--- Start of Input ---

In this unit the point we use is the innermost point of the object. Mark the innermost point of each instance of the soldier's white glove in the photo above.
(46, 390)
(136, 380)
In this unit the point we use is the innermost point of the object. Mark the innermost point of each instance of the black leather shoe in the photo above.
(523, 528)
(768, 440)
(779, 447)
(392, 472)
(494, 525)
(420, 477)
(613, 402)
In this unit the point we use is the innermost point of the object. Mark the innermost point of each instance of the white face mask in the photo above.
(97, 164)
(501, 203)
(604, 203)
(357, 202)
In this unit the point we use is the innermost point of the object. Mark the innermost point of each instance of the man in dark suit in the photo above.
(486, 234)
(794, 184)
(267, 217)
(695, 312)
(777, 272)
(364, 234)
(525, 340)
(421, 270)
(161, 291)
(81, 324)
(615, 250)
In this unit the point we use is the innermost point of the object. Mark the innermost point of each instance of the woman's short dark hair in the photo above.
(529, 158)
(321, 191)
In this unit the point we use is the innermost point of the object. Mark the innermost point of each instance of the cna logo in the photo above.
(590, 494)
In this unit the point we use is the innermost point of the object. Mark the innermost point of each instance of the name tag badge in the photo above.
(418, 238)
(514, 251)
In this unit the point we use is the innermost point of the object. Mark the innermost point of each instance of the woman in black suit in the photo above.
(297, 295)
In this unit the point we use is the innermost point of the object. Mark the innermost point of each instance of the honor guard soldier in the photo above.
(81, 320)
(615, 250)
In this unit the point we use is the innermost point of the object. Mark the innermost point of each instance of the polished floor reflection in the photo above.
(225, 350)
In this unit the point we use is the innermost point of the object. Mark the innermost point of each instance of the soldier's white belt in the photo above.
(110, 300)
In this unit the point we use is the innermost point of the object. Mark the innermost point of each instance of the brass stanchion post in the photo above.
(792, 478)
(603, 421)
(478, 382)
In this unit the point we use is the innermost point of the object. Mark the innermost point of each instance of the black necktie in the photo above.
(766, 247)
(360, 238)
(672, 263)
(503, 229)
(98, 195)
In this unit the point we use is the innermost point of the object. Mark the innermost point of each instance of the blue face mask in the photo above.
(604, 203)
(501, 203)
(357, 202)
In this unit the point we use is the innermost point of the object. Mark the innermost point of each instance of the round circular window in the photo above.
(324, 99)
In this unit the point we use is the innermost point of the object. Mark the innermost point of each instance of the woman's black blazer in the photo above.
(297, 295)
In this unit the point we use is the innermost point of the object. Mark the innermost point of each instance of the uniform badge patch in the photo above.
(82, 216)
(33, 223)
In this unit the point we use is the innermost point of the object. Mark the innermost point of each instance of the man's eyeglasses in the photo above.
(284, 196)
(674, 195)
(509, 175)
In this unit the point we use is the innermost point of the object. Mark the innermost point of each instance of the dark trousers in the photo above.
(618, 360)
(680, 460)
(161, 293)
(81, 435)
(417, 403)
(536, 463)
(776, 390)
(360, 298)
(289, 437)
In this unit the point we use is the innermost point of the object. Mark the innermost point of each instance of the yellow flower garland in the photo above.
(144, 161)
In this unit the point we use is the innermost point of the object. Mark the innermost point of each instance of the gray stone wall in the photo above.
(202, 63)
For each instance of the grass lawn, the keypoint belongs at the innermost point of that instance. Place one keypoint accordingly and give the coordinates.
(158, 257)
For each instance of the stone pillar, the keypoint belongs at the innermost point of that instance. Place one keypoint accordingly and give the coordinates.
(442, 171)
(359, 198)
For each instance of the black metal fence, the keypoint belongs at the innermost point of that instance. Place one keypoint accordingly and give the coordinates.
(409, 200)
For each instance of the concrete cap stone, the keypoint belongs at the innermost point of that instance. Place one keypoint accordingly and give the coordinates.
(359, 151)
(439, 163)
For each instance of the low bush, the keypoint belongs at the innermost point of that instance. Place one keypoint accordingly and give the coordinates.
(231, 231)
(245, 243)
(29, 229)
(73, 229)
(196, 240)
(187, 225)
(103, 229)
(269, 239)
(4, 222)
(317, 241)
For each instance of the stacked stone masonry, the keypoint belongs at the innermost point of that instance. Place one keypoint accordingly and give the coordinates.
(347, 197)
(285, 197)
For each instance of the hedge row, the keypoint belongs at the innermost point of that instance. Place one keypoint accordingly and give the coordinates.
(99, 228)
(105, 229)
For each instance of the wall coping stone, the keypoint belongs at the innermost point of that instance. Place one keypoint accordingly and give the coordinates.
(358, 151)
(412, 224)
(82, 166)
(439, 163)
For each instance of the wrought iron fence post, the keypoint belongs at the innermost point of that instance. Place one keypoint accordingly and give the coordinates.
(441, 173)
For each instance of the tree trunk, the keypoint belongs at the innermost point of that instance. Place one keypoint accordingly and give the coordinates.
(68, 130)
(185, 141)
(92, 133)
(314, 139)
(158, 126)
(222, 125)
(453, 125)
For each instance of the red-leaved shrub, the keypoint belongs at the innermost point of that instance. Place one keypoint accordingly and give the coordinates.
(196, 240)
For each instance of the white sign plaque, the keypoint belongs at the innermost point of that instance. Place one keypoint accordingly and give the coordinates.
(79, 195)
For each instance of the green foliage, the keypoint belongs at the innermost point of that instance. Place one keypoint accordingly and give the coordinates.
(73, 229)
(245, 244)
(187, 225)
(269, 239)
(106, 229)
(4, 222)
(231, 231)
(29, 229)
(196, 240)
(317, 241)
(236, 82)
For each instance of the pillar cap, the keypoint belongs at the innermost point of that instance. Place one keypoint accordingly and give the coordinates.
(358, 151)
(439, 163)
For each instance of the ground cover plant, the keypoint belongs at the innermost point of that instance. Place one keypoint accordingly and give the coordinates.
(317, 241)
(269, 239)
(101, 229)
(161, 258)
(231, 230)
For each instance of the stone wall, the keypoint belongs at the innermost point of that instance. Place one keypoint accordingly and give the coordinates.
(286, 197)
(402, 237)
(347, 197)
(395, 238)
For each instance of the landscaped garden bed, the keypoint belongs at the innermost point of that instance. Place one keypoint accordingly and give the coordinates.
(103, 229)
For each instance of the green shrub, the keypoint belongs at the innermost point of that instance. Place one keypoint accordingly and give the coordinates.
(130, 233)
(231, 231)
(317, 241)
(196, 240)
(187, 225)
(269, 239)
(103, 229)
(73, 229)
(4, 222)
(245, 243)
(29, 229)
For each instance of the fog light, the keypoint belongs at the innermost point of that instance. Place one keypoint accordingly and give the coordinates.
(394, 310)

--- End of Input ---

*What is required:* Rewrite these lines as a JSON list of strings, one string per line, leaving out blank lines.

*Exercise result:*
[
  "In this unit the point we use is the innermost point of the object. Mark the innermost point of each instance of the soldier's white glove in the photo above.",
  "(46, 390)",
  "(136, 380)",
  "In this unit the point we use is the innermost point of the object. Mark the innermost point of each instance of the black leather shoe in the photo above.",
  "(523, 528)",
  "(768, 440)",
  "(779, 447)",
  "(392, 472)",
  "(494, 525)",
  "(420, 477)",
  "(613, 402)",
  "In this unit the point we use is the innermost point of the object. Mark the innermost point of each instance of the white face mask in the photo above.",
  "(97, 164)",
  "(501, 203)",
  "(604, 203)",
  "(357, 202)",
  "In this unit the point we use is the innermost point of the object. Mark the innermost point of each instance of the man in dark suit in the photo above.",
  "(486, 234)",
  "(794, 184)",
  "(267, 217)",
  "(695, 312)",
  "(777, 272)",
  "(364, 234)",
  "(525, 340)",
  "(421, 270)",
  "(161, 291)",
  "(81, 324)",
  "(615, 250)",
  "In this unit the point we use is the innermost point of the object. Mark the innermost point of each instance of the woman's short dark hair in the photo above.",
  "(529, 158)",
  "(321, 191)",
  "In this unit the point we use is the innermost point of the object. Mark the innermost point of each instance of the cna logo in the photo above.",
  "(590, 494)",
  "In this unit the point we use is the innermost point of the object. Mark the innermost point of each instance of the name tag badge in the photo above.",
  "(418, 238)",
  "(514, 251)",
  "In this unit the point we use is the innermost point of the object. Mark the innermost point of each instance of the woman in black suit in the photo above.",
  "(297, 295)",
  "In this unit the point we use is the innermost point of the object. Mark the innermost point of each instance of the honor guard soldier in the photo above.",
  "(81, 320)",
  "(615, 250)",
  "In this unit the point we use is the innermost point of the object. Mark the innermost point of each instance of the polished floor reflection in the photo above.",
  "(225, 350)",
  "In this unit the point we use is the innermost point of the object. Mark the innermost point of each instance of the soldier's white belt in the photo above.",
  "(110, 300)",
  "In this unit the point we use is the innermost point of the object. Mark the innermost point of each instance of the brass stanchion post in the photo above.",
  "(792, 478)",
  "(603, 421)",
  "(478, 382)",
  "In this unit the point we use is the innermost point of the object. Mark the innermost point of each instance of the black necktie in the photo above.",
  "(766, 247)",
  "(360, 238)",
  "(672, 263)",
  "(503, 229)",
  "(98, 195)",
  "In this unit the point we use is the innermost point of the object. Mark the innermost point of each instance of the blue face mask in the photo above.",
  "(604, 203)",
  "(501, 203)",
  "(357, 202)",
  "In this unit the point we use is the innermost point of the object. Mark the innermost point of each instance of the round circular window in the photo above.",
  "(324, 99)",
  "In this unit the point we use is the innermost point of the object. Mark the innermost point of each instance of the woman's black blazer in the photo above.",
  "(297, 295)",
  "In this unit the point we use is the innermost point of the object. Mark the innermost point of each instance of the uniform badge patch in the photo above.",
  "(82, 216)",
  "(33, 223)",
  "In this unit the point we use is the innermost point of the object. Mark the innermost point of each instance of the man's eyeglasses in the photo above.",
  "(284, 196)",
  "(674, 195)",
  "(509, 175)",
  "In this unit the point we use is the innermost point of the object. Mark the innermost point of each instance of the dark trousers in the photo above.",
  "(618, 360)",
  "(680, 460)",
  "(161, 293)",
  "(81, 435)",
  "(417, 403)",
  "(536, 463)",
  "(776, 390)",
  "(360, 298)",
  "(289, 437)",
  "In this unit the point we use is the innermost point of the object. Mark the innermost point of each instance of the yellow flower garland in the photo above.",
  "(144, 161)",
  "In this unit the point we use is the innermost point of the object. Mark the innermost point of each instance of the gray stone wall in the photo above.",
  "(202, 63)",
  "For each instance of the grass lawn, the keypoint belongs at the innermost point of that instance. Place one keypoint accordingly and give the coordinates.",
  "(158, 257)",
  "For each instance of the stone pillar, the keypoint belongs at the innermost point of that instance. Place one keypoint accordingly and give the coordinates.",
  "(442, 171)",
  "(359, 198)",
  "For each instance of the black metal fence, the keypoint belongs at the innermost point of that instance. Place one keypoint accordingly and give the coordinates.",
  "(409, 200)",
  "For each instance of the concrete cap stone, the keypoint belongs at the innermost point of that instance. Place one keypoint accordingly and give the coordinates.",
  "(359, 151)",
  "(439, 163)",
  "For each instance of the low bush, the keypoint belongs at the innermost point of that instance. Place one keypoint accordingly and give the coordinates.",
  "(231, 231)",
  "(245, 243)",
  "(29, 229)",
  "(73, 229)",
  "(196, 240)",
  "(187, 225)",
  "(103, 229)",
  "(269, 239)",
  "(4, 222)",
  "(317, 241)",
  "For each instance of the stacked stone masonry, the keypoint belongs at the innermost point of that instance. Place one keypoint accordingly and give the coordinates.",
  "(347, 197)",
  "(285, 197)",
  "For each instance of the hedge row, the keypoint belongs at the innermost point of that instance. Place one keypoint accordingly and give the coordinates.",
  "(99, 228)",
  "(105, 229)",
  "For each instance of the wall coping stone, the keypoint belongs at the innermost point of that instance. Place one keypoint accordingly and give the coordinates.",
  "(358, 151)",
  "(412, 224)",
  "(82, 166)",
  "(439, 163)",
  "For each instance of the wrought iron fence post, the keypoint belongs at the innermost point of that instance. Place one keypoint accordingly and give the coordinates.",
  "(441, 173)",
  "For each instance of the tree trunk, the keypoint belongs at the innermost point of that instance. Place one keypoint accordingly and give the coordinates.",
  "(68, 130)",
  "(185, 141)",
  "(92, 133)",
  "(314, 139)",
  "(158, 126)",
  "(222, 125)",
  "(453, 125)",
  "For each instance of the red-leaved shrub, the keypoint belongs at the innermost point of that instance. Place one keypoint accordingly and give the coordinates.",
  "(196, 240)",
  "For each instance of the white sign plaque, the keypoint belongs at the innermost point of that instance. Place one keypoint accordingly and give the coordinates.",
  "(79, 195)",
  "For each instance of the green foliage, the keypoint belongs at the innermost point of that instance. Place one keypoint accordingly and give the coordinates.",
  "(73, 229)",
  "(245, 244)",
  "(187, 225)",
  "(269, 239)",
  "(106, 229)",
  "(4, 222)",
  "(231, 231)",
  "(29, 229)",
  "(196, 240)",
  "(317, 241)",
  "(236, 82)",
  "For each instance of the pillar cap, the keypoint belongs at the innermost point of that instance. Place one keypoint accordingly and give the coordinates.",
  "(358, 151)",
  "(439, 163)",
  "For each instance of the ground cover plant, the keypoint belongs at the innermost point of that instance. Place one keypoint accordingly and give the coordinates.",
  "(317, 241)",
  "(269, 239)",
  "(101, 229)",
  "(161, 258)",
  "(231, 230)",
  "For each instance of the stone wall, the keypoint belongs at the innermost point of that instance. Place one keypoint accordingly and give the coordinates.",
  "(286, 197)",
  "(402, 237)",
  "(347, 197)",
  "(395, 238)",
  "For each instance of the landscaped garden bed, the keypoint belongs at the innermost point of that instance. Place one keypoint accordingly and give the coordinates.",
  "(103, 229)",
  "For each instance of the green shrub, the keypoint belongs at the innermost point of that instance. Place one keypoint accordingly and give the coordinates.",
  "(130, 233)",
  "(231, 231)",
  "(317, 241)",
  "(196, 240)",
  "(187, 225)",
  "(269, 239)",
  "(103, 229)",
  "(73, 229)",
  "(4, 222)",
  "(245, 243)",
  "(29, 229)",
  "For each instance of the fog light, the keypoint belongs at the innermost point of that instance. Place one keypoint accordingly and give the coordinates.",
  "(394, 310)"
]